*Goal of the exercise*
Transcribe verbatim every line from the line containing "Mark every instance of the red apple" to the end of the entries, including both endpoints. Output nothing beyond those lines.

*Input rows*
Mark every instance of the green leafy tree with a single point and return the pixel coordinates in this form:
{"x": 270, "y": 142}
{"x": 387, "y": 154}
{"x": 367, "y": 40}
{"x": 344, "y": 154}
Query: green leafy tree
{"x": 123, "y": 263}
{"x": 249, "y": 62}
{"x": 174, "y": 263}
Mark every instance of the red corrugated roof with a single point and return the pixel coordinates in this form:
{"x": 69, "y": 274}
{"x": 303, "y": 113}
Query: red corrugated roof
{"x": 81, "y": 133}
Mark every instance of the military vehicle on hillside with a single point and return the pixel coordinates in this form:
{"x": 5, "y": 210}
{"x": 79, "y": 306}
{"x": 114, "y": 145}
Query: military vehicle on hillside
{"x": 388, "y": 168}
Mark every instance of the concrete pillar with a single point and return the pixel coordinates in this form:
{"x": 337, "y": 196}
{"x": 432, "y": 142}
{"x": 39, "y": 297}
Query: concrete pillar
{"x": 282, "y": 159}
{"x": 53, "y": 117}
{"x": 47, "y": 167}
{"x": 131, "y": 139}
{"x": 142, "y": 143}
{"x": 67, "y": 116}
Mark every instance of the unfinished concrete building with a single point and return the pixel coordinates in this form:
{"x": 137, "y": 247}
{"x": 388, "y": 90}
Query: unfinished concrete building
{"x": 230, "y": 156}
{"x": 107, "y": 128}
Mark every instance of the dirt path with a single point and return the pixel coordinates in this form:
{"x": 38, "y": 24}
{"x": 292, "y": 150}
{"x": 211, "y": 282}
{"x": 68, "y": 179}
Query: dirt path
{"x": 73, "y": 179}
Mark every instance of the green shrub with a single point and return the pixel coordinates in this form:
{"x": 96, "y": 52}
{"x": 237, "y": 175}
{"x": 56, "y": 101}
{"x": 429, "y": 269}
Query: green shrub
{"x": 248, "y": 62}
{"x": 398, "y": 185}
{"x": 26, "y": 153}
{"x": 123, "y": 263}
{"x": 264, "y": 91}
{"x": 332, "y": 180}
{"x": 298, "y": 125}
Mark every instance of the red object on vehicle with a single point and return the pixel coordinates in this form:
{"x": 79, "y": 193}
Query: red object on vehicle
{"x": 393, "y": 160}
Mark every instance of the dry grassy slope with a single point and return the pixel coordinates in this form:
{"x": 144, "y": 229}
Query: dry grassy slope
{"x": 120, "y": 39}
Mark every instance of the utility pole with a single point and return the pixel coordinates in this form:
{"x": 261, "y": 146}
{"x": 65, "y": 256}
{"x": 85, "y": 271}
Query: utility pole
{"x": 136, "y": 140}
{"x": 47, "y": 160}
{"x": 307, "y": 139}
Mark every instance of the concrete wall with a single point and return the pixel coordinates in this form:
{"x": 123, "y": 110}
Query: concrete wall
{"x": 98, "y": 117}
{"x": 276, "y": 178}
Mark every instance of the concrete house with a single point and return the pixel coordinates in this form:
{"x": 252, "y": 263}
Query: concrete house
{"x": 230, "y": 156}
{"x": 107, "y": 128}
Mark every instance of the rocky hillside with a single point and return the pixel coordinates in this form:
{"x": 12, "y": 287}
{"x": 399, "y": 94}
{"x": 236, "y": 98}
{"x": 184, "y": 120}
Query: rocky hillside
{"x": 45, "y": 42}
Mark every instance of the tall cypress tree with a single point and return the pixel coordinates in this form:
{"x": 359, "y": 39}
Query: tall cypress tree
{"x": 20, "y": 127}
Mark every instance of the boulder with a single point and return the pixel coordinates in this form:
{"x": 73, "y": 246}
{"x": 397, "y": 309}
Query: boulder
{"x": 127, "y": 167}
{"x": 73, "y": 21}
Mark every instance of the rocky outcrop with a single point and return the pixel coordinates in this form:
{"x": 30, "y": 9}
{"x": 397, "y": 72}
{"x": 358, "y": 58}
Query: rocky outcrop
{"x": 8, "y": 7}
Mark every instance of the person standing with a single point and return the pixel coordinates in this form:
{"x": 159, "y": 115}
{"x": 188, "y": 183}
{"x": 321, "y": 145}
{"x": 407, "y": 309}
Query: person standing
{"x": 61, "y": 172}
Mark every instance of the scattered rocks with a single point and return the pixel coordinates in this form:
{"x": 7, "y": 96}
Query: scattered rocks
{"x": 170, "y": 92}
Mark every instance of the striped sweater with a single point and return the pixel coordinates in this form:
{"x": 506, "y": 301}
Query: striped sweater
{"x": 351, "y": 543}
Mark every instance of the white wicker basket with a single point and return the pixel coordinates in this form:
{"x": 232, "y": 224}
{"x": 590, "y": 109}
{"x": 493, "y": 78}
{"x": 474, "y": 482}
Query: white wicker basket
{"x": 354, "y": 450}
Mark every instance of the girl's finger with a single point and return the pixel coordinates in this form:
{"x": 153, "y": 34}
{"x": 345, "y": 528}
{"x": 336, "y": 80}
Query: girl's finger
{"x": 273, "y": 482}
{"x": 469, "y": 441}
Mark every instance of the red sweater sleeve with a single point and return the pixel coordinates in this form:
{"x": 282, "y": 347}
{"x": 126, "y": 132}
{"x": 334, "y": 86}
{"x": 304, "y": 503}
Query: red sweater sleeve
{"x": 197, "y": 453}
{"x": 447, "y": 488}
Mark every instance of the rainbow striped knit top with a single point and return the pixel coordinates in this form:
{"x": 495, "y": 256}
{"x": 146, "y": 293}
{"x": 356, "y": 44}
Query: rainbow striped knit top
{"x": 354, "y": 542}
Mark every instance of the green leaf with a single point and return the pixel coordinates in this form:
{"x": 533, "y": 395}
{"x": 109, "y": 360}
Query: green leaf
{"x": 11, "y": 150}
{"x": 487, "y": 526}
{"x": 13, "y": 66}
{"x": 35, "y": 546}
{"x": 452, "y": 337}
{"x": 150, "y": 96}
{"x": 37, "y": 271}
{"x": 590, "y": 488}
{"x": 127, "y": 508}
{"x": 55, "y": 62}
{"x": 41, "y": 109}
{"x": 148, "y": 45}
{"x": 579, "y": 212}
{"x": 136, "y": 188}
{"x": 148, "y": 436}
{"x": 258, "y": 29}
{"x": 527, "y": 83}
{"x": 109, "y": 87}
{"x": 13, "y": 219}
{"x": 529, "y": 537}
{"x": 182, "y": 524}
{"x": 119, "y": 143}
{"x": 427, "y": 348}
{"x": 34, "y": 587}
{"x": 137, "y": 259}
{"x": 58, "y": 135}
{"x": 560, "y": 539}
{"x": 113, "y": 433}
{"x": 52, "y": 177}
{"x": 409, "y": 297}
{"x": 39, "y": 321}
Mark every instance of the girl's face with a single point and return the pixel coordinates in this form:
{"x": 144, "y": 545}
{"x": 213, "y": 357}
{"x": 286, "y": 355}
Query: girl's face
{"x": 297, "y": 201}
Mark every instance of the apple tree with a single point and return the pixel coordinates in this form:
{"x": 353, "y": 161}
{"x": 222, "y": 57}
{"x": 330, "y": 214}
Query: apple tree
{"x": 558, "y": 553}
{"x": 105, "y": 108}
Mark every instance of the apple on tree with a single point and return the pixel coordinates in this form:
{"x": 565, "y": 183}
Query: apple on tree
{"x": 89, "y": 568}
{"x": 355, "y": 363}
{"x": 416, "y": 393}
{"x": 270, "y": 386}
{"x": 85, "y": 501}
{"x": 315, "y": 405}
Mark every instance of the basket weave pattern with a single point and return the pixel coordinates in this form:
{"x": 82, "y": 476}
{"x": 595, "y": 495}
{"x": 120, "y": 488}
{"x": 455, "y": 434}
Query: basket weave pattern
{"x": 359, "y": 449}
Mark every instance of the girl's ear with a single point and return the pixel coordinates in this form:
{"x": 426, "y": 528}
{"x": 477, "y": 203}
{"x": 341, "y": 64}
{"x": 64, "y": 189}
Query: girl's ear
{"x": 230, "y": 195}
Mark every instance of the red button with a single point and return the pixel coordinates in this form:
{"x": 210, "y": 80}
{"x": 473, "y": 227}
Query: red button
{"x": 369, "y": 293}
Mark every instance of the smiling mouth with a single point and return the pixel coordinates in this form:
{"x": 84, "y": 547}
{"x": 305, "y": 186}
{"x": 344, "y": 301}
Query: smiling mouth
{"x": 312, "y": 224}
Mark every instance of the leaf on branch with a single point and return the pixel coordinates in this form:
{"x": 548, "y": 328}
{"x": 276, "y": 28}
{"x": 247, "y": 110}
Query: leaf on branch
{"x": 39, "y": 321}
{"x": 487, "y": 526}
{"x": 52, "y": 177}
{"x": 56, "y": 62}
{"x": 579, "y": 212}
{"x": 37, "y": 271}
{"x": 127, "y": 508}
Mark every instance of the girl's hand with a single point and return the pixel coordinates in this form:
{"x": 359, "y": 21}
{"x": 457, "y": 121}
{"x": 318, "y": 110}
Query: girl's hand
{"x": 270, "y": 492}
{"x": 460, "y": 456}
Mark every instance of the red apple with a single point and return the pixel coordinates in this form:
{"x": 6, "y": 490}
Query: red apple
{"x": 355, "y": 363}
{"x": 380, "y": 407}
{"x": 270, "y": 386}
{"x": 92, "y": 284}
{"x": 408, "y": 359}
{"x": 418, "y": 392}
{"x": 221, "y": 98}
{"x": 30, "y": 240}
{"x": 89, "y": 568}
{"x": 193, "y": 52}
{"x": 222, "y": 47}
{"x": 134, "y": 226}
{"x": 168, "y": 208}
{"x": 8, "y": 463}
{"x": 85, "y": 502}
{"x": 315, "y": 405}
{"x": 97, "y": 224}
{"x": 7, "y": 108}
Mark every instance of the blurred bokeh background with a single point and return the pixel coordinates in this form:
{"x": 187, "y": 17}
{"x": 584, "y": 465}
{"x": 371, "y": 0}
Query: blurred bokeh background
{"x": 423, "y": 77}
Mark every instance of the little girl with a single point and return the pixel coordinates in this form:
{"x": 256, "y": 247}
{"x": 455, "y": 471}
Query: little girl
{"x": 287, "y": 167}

*Answer to the problem*
Mark every instance of the red apple with a single point and return the pixel coordinates in this form:
{"x": 6, "y": 490}
Query: red apple
{"x": 355, "y": 363}
{"x": 380, "y": 407}
{"x": 270, "y": 386}
{"x": 92, "y": 284}
{"x": 408, "y": 359}
{"x": 418, "y": 392}
{"x": 221, "y": 98}
{"x": 30, "y": 240}
{"x": 89, "y": 568}
{"x": 193, "y": 52}
{"x": 222, "y": 47}
{"x": 134, "y": 226}
{"x": 168, "y": 208}
{"x": 8, "y": 463}
{"x": 85, "y": 502}
{"x": 315, "y": 405}
{"x": 97, "y": 224}
{"x": 7, "y": 108}
Mark every instance of the blurred bokeh background with a single point and return the pixel coordinates in this form:
{"x": 187, "y": 17}
{"x": 584, "y": 465}
{"x": 371, "y": 0}
Query: blurred bokeh background
{"x": 423, "y": 77}
Mark every instance of the little girl with a single point and return the pixel coordinates in this form:
{"x": 256, "y": 247}
{"x": 455, "y": 471}
Query: little girl
{"x": 287, "y": 167}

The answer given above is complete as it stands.